▶ **Requirements**
Copy out the line containing "of the rusty" and each line after it, through the last one in the material, exactly as written.

-- start of Supplied information --

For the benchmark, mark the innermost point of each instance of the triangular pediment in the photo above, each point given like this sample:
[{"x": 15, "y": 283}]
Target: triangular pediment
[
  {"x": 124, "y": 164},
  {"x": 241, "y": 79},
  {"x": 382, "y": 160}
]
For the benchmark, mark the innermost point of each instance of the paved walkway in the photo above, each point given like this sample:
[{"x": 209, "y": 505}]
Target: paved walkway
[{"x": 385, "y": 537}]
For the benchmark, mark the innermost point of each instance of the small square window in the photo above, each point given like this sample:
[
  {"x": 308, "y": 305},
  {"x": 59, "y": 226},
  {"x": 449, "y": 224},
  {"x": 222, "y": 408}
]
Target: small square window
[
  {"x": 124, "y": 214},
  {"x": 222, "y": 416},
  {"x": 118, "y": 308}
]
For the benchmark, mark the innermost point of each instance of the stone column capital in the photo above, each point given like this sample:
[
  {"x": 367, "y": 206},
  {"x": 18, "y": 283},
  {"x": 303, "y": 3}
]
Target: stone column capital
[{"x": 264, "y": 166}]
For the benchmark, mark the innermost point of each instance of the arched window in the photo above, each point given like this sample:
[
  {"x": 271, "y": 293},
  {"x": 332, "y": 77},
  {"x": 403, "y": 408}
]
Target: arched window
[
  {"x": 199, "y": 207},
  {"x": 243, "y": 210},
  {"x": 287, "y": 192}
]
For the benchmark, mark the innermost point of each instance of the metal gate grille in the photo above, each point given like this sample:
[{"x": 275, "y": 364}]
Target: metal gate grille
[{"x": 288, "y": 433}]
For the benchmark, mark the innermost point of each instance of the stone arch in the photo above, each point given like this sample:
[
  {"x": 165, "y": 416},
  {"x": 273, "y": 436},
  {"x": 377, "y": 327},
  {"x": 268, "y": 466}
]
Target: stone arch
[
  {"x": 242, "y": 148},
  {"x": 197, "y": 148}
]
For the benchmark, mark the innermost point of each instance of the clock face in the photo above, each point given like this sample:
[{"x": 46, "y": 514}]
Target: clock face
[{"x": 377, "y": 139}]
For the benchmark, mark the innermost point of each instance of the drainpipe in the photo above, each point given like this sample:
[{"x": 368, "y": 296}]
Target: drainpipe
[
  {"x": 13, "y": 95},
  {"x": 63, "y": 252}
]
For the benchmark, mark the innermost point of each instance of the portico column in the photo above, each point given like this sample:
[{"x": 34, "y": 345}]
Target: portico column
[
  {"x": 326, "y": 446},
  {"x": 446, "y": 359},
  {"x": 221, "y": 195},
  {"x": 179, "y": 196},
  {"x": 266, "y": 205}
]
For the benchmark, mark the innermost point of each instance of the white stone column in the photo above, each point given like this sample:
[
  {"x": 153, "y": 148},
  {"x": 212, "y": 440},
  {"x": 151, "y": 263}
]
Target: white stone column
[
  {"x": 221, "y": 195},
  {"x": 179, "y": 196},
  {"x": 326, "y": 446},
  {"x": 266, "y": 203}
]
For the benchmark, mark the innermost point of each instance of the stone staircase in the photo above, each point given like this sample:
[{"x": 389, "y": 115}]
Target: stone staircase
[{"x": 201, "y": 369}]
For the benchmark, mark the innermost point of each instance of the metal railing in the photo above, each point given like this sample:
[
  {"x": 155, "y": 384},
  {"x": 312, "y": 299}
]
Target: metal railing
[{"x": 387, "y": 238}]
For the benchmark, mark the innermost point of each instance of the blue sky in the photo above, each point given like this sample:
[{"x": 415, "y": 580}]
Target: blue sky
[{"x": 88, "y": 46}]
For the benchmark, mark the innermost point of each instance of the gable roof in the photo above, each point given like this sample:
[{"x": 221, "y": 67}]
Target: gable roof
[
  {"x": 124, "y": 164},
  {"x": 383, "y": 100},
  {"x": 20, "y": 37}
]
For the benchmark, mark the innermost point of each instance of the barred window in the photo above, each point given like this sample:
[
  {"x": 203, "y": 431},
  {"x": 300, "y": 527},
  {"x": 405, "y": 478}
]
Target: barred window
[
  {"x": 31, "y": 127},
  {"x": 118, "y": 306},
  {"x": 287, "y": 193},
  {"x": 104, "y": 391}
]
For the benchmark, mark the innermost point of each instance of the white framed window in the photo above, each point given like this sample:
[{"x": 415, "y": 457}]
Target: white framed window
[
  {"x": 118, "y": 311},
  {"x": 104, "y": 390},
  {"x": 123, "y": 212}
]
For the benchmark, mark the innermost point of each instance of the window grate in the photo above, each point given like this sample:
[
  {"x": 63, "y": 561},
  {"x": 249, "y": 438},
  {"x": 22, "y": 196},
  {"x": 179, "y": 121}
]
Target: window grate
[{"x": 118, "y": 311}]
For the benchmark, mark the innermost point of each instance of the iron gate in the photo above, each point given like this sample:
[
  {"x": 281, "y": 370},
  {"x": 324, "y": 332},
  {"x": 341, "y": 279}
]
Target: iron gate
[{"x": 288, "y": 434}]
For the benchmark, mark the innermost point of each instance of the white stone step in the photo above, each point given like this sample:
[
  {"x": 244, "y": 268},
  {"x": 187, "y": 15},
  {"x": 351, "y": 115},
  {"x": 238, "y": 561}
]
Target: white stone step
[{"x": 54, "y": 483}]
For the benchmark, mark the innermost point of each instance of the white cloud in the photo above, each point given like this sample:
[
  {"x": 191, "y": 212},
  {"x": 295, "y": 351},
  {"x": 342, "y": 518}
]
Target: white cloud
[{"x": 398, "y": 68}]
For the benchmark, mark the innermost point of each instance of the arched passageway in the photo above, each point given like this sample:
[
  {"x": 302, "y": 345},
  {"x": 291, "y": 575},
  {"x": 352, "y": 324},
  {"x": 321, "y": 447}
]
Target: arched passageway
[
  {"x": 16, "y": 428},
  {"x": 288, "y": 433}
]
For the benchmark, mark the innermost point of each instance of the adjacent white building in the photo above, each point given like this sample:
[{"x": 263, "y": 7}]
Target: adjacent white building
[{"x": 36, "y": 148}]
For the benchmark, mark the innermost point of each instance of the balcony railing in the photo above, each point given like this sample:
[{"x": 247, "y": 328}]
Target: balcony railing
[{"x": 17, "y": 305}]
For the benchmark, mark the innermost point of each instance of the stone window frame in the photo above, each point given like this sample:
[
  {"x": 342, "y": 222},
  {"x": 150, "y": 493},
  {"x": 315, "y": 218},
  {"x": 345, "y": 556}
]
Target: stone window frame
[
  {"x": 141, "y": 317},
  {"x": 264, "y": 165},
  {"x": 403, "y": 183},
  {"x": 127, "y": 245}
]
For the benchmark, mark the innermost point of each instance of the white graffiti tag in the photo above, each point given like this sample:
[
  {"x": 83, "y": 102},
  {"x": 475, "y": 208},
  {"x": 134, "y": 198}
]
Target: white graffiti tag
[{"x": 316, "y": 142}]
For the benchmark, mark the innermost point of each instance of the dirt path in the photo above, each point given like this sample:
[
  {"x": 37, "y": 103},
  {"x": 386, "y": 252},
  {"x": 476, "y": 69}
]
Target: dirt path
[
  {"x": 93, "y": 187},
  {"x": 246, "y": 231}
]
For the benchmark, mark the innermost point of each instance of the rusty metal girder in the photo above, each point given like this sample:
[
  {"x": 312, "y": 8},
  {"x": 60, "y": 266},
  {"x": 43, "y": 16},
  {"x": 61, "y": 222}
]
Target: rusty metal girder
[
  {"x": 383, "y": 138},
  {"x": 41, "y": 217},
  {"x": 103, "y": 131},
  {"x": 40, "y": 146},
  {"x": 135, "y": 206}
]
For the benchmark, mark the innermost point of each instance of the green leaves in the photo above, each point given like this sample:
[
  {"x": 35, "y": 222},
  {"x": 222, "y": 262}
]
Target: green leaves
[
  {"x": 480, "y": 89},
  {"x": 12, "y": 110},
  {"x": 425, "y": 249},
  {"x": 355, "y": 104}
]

-- end of Supplied information --

▶ **Reply**
For the benchmark, mark the innermost point of each instance of the rusty metal girder in the photo above, each point given like this sample:
[
  {"x": 312, "y": 8},
  {"x": 60, "y": 266},
  {"x": 43, "y": 16},
  {"x": 61, "y": 222}
]
Target: rusty metal girder
[
  {"x": 383, "y": 138},
  {"x": 41, "y": 217},
  {"x": 103, "y": 131},
  {"x": 40, "y": 146},
  {"x": 135, "y": 206}
]
For the benchmark, mark the innermost point of each instance of the green leaves in the photo above, each point given like this sample:
[
  {"x": 35, "y": 222},
  {"x": 222, "y": 262}
]
Target: green leaves
[
  {"x": 480, "y": 89},
  {"x": 12, "y": 110},
  {"x": 425, "y": 249},
  {"x": 355, "y": 104}
]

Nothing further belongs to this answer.